Please output the rows below as a JSON list of strings, with one string per line. Leave out blank lines and the pictures.

[Rows from a data collection]
□ □ □
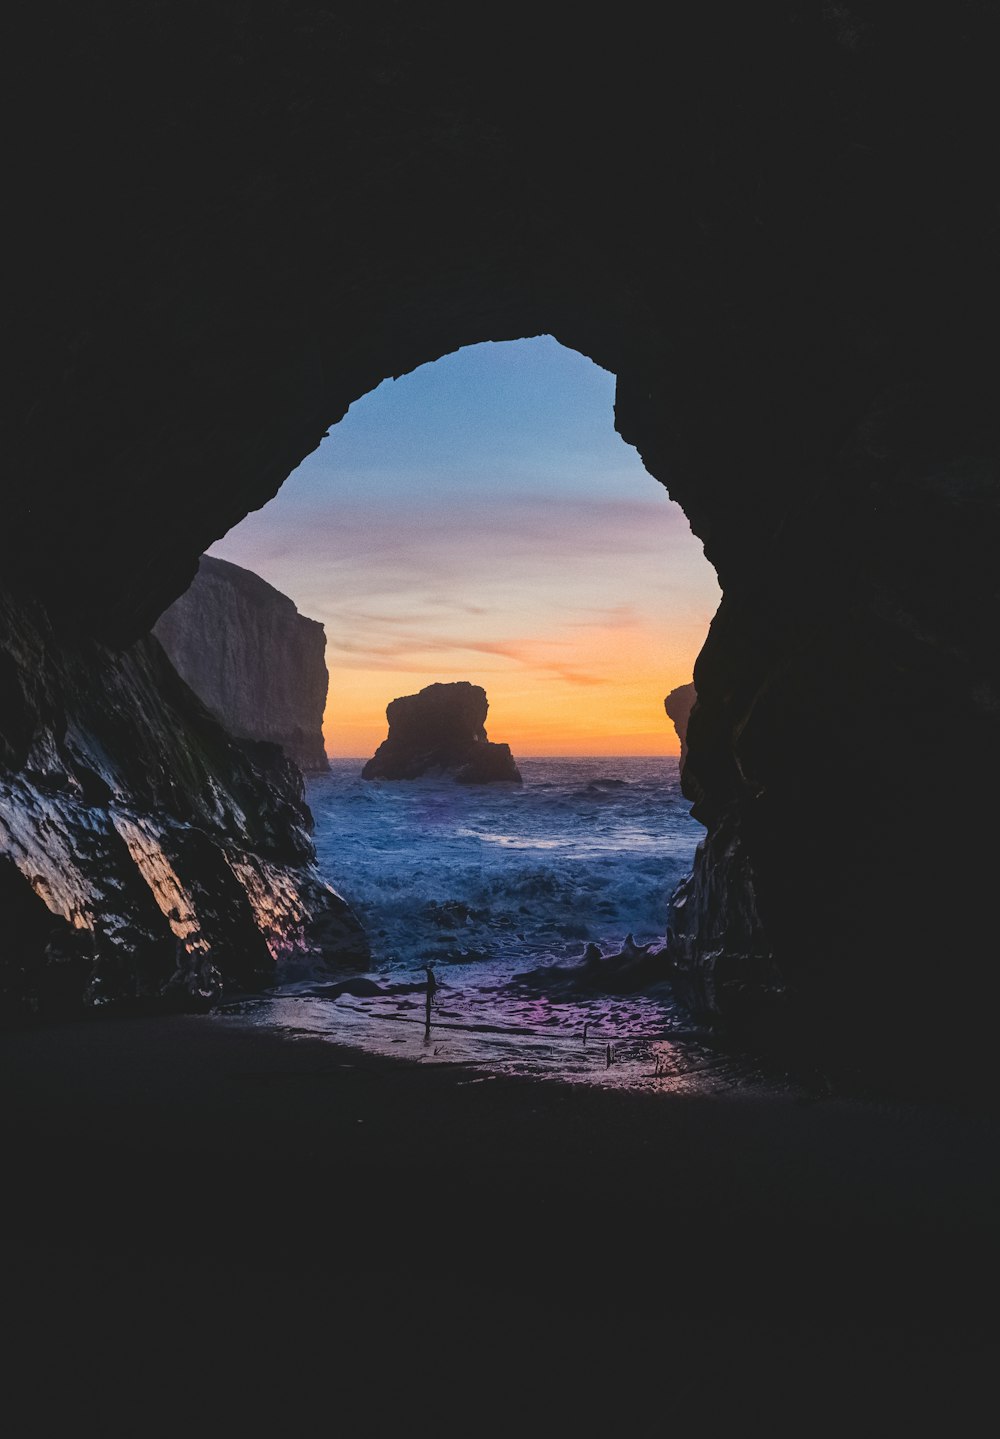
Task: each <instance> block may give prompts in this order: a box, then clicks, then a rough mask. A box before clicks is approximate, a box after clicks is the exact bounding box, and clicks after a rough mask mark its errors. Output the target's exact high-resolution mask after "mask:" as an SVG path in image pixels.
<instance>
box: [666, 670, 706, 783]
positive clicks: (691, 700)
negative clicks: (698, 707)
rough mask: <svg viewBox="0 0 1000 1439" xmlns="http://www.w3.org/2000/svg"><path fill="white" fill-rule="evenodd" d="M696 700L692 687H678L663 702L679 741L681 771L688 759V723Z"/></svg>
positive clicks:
□ □ □
## Expected answer
[
  "Task: each <instance> block may give prompts in this order: a box, then clicks, then a rough mask. A box before clicks is approximate, a box after clicks is the exact bounding box, and clicks after a rough mask mark its errors. Output the target's exact high-resolution mask after \"mask:\" as an SVG path in image pixels.",
  "<instance>",
  "box: [666, 670, 706, 783]",
  "positive clicks: (691, 700)",
  "negative clicks: (698, 707)",
  "rough mask: <svg viewBox=\"0 0 1000 1439\" xmlns=\"http://www.w3.org/2000/svg\"><path fill=\"white\" fill-rule=\"evenodd\" d=\"M696 700L692 687H678L663 702L679 741L681 771L688 759V723Z\"/></svg>",
  "positive clicks:"
]